In the last month, Arlington, neighboring Marysville and Spokane have all launched programs to persuade residents not to give to panhandlers.

In Marysville and Arlington, fliers listing charities that residents can give to instead are available at city hall. Those fliers do double duty — if a panhandler hits you up, city officials say, give the panhandler the flier. In Spokane, the city erected cheery orange parking meters where walkers can deposit money, instead of in panhandlers’ hands.

“You’re enabling people to plunge into the abyss of addiction,” Marysville Mayor Jon Nehring said of those who give money. “We really need to educate our citizenry.”

For better or worse, panhandling is the window through which people see homelessness. Surveys vary widely, but they generally show a majority of homeless people don’t panhandle. Yet one survey found more than 60 percent of people with homes had been asked for money by a panhandler at least once in the previous year.

But there’s broad division — especially in Washington — about what to do when someone on the street asks for money.

Myron Peltier errs on the side of compassion. On his way home from his job as a security guard at a Marysville health clinic, Peltier used to pass a woman panhandling — an ex-nurse named Sonny with a pet ferret named Peter and a disabling back injury. The two became friends; he started giving Sonny spare cash and sometimes cigarettes.

────────

▶ _Check your understanding_
1. Reproduce the part of the panhandling article starting with "In Marysville and" and going on through "the previous year.".
2. According to the panhandling article, why do the fliers in Marysville and Arlington do double duty?
Rely only on the panhandling article when responding.

────────

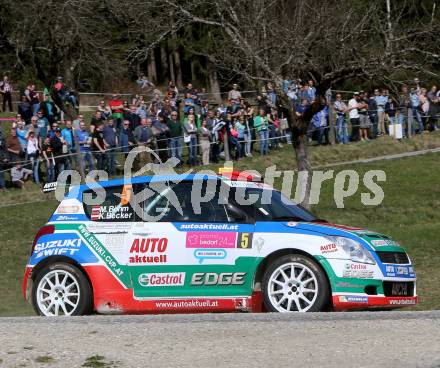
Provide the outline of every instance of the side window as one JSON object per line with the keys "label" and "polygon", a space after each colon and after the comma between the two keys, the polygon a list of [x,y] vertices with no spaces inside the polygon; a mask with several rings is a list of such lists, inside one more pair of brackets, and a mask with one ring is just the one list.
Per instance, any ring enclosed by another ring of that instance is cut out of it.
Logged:
{"label": "side window", "polygon": [[[196,194],[192,193],[192,189],[192,182],[183,182],[168,186],[146,199],[143,202],[144,221],[228,222],[225,207],[219,204],[218,185],[213,192],[207,192],[206,185],[202,185],[201,194],[205,198],[211,198],[209,201],[193,198]],[[200,210],[195,202],[199,203]]]}
{"label": "side window", "polygon": [[87,198],[96,198],[93,190],[83,193],[84,212],[92,221],[125,222],[135,221],[135,213],[130,206],[131,186],[115,186],[105,189],[105,200],[101,204],[86,204]]}

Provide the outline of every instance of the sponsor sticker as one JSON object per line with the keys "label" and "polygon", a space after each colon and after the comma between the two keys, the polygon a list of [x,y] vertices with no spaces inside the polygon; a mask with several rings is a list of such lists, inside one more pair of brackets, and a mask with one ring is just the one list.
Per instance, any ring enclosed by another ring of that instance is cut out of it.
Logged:
{"label": "sponsor sticker", "polygon": [[400,247],[400,245],[397,242],[395,242],[394,240],[389,240],[389,239],[372,240],[371,244],[373,244],[375,247],[385,247],[387,245]]}
{"label": "sponsor sticker", "polygon": [[92,207],[90,218],[93,221],[99,220],[131,220],[133,212],[129,206],[99,206]]}
{"label": "sponsor sticker", "polygon": [[187,248],[235,248],[236,233],[188,232]]}
{"label": "sponsor sticker", "polygon": [[238,249],[251,249],[253,233],[239,233],[237,237]]}
{"label": "sponsor sticker", "polygon": [[81,239],[75,234],[66,234],[56,240],[37,243],[34,247],[33,256],[43,258],[55,255],[73,256],[81,247]]}
{"label": "sponsor sticker", "polygon": [[342,277],[372,279],[374,277],[374,270],[371,270],[369,266],[365,264],[346,263],[345,269],[342,271]]}
{"label": "sponsor sticker", "polygon": [[368,296],[341,295],[339,301],[341,303],[368,303]]}
{"label": "sponsor sticker", "polygon": [[194,257],[202,264],[206,259],[225,259],[226,251],[224,249],[196,249]]}
{"label": "sponsor sticker", "polygon": [[183,286],[185,284],[185,272],[141,273],[138,282],[143,287]]}
{"label": "sponsor sticker", "polygon": [[243,285],[246,272],[198,272],[191,277],[193,286]]}
{"label": "sponsor sticker", "polygon": [[338,251],[338,246],[335,243],[321,245],[321,254],[334,253]]}
{"label": "sponsor sticker", "polygon": [[391,299],[388,303],[390,305],[414,305],[416,299]]}
{"label": "sponsor sticker", "polygon": [[136,238],[130,247],[129,263],[167,263],[167,238]]}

────────

▶ _Responses by item number_
1.
In Marysville and Arlington, fliers listing charities that residents can give to instead are available at city hall. Those fliers do double duty — if a panhandler hits you up, city officials say, give the panhandler the flier. In Spokane, the city erected cheery orange parking meters where walkers can deposit money, instead of in panhandlers’ hands.

“You’re enabling people to plunge into the abyss of addiction,” Marysville Mayor Jon Nehring said of those who give money. “We really need to educate our citizenry.”

For better or worse, panhandling is the window through which people see homelessness. Surveys vary widely, but they generally show a majority of homeless people don’t panhandle. Yet one survey found more than 60 percent of people with homes had been asked for money by a panhandler at least once in the previous year.

2. The fliers list charities that residents can give to instead of panhandlers. City officials also say that if a panhandler asks you for money, you should hand over the flier.